* **ZADANIE 1**: Ustal, czy stwierdzenia (a), (b) i (c) są zgodne z tekstem o wiejskim domu: (a) dom jest kryty strzechą; (b) dom upodobano sobie dwa lata temu; (c) salon miał być urządzony w kolorach szarości srebra i beżu. Przy każdej odpowiedzi „tak” lub „nie” przytocz dosłownie rozstrzygający fragment tekstu.
* **ZADANIE 2**: Rozwiń tekst o wiejskim domu, dopisując jego dalszy ciąg od miejsca, w którym się urywa.

* **TEKST STRONY**:
——

Czy marzenie może przybrać tak szpetny kształt?
Właśnie może i dręczy właściciela dniami i nocami. Obmyślasz plany zagospodarowania przestrzeni, kolor zasłonki prysznicowej. Głowa boli po na wpółprzespanych nocach. Robisz wszystko, żeby marzenie się ziściło. I nic.
Cztery lata temu upodobaliśmy sobie ten duży, wiejski dom. Szachulcowy, kryty strzechą. W pobliżu Pogorzelicy. Staraliśmy się go kupić, ale stale coś stawało nam na drodze. Albo finanse, albo sprawy rodzinne, potem znów finanse.
Żyję już zbyt długo żeby jak muł, wbrew wszystkiemu, uparcie dążyć do celu. Uznaliśmy z Markiem, że widać nie jest nam pisane wiejskie zacisze. Musimy zapomnieć o sielance, tym bardziej, że dom chyba właśnie niedawno znalazł nowego właściciela, albo stary zmienił plany.
Moje plany też pozostały. Salon miał być urządzony w kolorach szarości srebra i beżu, meblami" roche bobois". Widziałam już jak pracuję w dużej kuchni, uczę się obsługi pieca chlebowego. Wiedziałam, że biblioteka męża będzie w saloniku z fortepianem (właściciel chciał go nam zostawić).

——

* **WYODRĘBNIONY WYKAZ**:

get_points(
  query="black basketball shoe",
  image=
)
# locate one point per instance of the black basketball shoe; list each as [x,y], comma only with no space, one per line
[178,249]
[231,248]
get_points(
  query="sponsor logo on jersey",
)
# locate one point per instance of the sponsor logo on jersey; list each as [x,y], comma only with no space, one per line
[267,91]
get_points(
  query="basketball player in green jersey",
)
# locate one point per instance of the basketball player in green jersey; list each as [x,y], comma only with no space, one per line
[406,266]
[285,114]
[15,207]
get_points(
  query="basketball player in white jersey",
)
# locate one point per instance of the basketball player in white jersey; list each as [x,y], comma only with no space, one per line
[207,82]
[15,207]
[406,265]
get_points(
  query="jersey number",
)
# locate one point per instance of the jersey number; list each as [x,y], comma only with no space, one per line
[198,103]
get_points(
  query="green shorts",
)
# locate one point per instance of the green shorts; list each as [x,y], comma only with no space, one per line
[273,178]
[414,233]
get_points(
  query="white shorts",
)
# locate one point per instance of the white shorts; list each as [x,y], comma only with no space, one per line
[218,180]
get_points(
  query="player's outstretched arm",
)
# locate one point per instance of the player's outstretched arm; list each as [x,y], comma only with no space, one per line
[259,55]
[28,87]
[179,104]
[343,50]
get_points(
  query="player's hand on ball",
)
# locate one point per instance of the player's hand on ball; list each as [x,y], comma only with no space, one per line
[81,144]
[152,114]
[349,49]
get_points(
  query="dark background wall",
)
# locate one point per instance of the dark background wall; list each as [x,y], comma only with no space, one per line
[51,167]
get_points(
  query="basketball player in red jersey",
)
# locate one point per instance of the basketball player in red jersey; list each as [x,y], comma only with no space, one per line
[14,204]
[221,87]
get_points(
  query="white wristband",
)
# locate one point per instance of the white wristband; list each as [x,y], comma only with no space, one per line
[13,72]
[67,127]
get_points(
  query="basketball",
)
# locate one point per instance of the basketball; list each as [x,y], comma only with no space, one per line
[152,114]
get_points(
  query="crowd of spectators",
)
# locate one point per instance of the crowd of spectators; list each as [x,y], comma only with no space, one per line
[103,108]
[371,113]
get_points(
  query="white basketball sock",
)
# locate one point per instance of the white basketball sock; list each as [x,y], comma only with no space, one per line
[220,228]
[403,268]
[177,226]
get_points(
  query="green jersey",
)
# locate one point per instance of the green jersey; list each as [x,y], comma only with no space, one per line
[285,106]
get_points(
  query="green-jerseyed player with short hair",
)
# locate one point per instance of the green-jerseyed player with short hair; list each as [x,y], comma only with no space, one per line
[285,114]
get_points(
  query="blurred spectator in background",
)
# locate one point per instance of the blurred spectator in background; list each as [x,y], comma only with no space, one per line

——

* **WYNIK ĆWICZENIA 1**:
(a) Tak: „Szachulcowy, kryty strzechą.”
(b) Nie: „Cztery lata temu upodobaliśmy sobie ten duży, wiejski dom.”
(c) Tak: „Salon miał być urządzony w kolorach szarości srebra i beżu”.

* **WYNIK ĆWICZENIA 2**:
Na poddaszu miało być pięć małych sypialni dla gości. A gdyby nasz dom był miły gościom chciałam postawić w ogrodzie domki typu cube. Mam doświadczenie w hotelarstwie, prowadziłam ośrodek wczasowy blisko siedem lat. Miał być owalny podjazd, dookoła stawu, dwie bramy wjazdowe i śniadania wydawane w oranżerii. I ..........,..........,..........i sama nie wiem co jeszcze. Jest inaczej.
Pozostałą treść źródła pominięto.